Editors
Review of their gig in the Ambassador, Dublin, 24 May 2006
Review
Snapshot:
"Look at us through the lens of a camera, does it remove all of our
pain?" singer/probable V*l**m addict Tom Smith asks. Gazing through a camera
phone tonight, all I could see was passion.
The CLUAS Verdict? 8.5 out of 10
Full review: Rushing to the city centre at 6:30 p.m. (Doors 7:30 NO ALCOHOL SERVED,
tee-total Ticketmaster kindly informs me), The Indie Bar Kid is resigned to his
fate: it's going to be back of the queue. The queue for a band who had to upgrade the venue of their
New York gig to four-fold it's original capacitys. As their new EP goes, "Who The
F**k Are The Arctic Monkeys?".
On arrival at the Ambassador however I find I am not so much the rearguard of the
queue as, well, actually being the queue itself. No die-hard fans sporting "People
Are Fragile Things" tattoos, no boho fashionistas, no groupies. Not even a doorman.

» TASK LIST
• a. Transcribe the passage of the Editors concert review starting at "On arrival at" and ending at "even a doorman.".
• b. What score does the CLUAS verdict give in the Editors concert review?
The listing that follows comes from a separate source and is unrelated to the concert review.

» INFORMATION SHOWN

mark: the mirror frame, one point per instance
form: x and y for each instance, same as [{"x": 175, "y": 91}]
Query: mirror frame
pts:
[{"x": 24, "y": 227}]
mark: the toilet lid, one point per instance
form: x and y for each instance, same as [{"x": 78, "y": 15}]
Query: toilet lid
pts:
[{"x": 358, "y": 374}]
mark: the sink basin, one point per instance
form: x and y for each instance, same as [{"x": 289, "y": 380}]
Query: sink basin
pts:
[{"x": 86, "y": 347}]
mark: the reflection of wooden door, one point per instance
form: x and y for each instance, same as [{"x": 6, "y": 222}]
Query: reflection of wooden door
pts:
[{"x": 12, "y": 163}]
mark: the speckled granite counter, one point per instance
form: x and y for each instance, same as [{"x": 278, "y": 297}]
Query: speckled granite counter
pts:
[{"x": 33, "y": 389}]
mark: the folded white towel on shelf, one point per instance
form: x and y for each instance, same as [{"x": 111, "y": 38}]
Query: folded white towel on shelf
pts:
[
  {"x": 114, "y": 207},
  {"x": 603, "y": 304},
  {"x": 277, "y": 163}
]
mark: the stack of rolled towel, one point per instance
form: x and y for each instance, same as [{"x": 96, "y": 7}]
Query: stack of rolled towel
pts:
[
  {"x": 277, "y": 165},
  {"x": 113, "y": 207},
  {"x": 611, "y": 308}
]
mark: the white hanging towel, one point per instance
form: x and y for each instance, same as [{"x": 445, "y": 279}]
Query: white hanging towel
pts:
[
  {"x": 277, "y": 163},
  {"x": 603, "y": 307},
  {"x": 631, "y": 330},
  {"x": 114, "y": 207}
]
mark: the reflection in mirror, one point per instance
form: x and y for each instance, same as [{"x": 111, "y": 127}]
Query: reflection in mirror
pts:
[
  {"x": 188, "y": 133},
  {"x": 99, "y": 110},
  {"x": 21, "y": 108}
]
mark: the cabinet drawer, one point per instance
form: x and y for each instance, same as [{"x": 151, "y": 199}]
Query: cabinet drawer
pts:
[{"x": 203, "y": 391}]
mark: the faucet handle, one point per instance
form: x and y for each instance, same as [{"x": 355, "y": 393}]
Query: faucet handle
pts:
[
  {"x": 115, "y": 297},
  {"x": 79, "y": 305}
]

» SOLUTIONS TO THE TASKS
• a.
On arrival at the Ambassador however I find I am not so much the rearguard of the
queue as, well, actually being the queue itself. No die-hard fans sporting "People
Are Fragile Things" tattoos, no boho fashionistas, no groupies. Not even a doorman.

• b. 8.5 out of 10